◆ **Task to complete**: Copy each of the rows below word for word, keeping every character and line break unchanged.

◆ **Exercise inputs**:
^^^^^^^^

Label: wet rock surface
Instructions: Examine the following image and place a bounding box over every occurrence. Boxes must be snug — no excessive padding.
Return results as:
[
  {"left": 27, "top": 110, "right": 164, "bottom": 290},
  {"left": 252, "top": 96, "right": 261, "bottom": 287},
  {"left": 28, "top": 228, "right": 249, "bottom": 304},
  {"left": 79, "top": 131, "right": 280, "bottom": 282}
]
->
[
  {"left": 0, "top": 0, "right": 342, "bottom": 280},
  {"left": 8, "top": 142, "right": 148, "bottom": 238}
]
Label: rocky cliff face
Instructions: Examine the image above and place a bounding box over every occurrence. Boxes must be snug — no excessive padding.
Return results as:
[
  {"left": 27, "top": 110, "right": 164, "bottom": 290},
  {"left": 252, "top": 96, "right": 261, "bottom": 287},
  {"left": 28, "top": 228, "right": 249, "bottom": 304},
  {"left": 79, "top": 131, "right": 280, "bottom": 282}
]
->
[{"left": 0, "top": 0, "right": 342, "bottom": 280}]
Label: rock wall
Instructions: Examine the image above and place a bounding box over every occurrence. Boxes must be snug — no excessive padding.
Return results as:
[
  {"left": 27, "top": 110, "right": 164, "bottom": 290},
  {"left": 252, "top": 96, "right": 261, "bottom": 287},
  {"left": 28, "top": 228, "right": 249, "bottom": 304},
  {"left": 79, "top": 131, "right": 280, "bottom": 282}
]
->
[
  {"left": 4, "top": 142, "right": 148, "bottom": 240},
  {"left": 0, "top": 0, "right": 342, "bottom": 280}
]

^^^^^^^^

◆ **Task result**:
Label: wet rock surface
Instructions: Examine the following image and place a bounding box over every occurrence. Boxes must be snug — no excessive padding.
Return results as:
[
  {"left": 27, "top": 110, "right": 164, "bottom": 290},
  {"left": 252, "top": 96, "right": 261, "bottom": 287},
  {"left": 28, "top": 228, "right": 249, "bottom": 304},
  {"left": 79, "top": 131, "right": 280, "bottom": 282}
]
->
[
  {"left": 0, "top": 0, "right": 342, "bottom": 280},
  {"left": 8, "top": 142, "right": 148, "bottom": 238}
]
Label: rocky cliff face
Instructions: Examine the image above and place a bounding box over every occurrence. Boxes must be snug — no excessive padding.
Return results as:
[
  {"left": 27, "top": 110, "right": 164, "bottom": 290},
  {"left": 252, "top": 96, "right": 261, "bottom": 287},
  {"left": 28, "top": 228, "right": 249, "bottom": 304},
  {"left": 79, "top": 131, "right": 280, "bottom": 282}
]
->
[{"left": 0, "top": 0, "right": 342, "bottom": 280}]
Label: rock wall
Instructions: Examine the image above and place a bounding box over every occurrence. Boxes must be snug — no excessive padding.
Return results as:
[
  {"left": 27, "top": 110, "right": 164, "bottom": 290},
  {"left": 252, "top": 96, "right": 261, "bottom": 287},
  {"left": 28, "top": 228, "right": 249, "bottom": 304},
  {"left": 79, "top": 131, "right": 280, "bottom": 282}
]
->
[
  {"left": 4, "top": 142, "right": 148, "bottom": 240},
  {"left": 0, "top": 0, "right": 342, "bottom": 280}
]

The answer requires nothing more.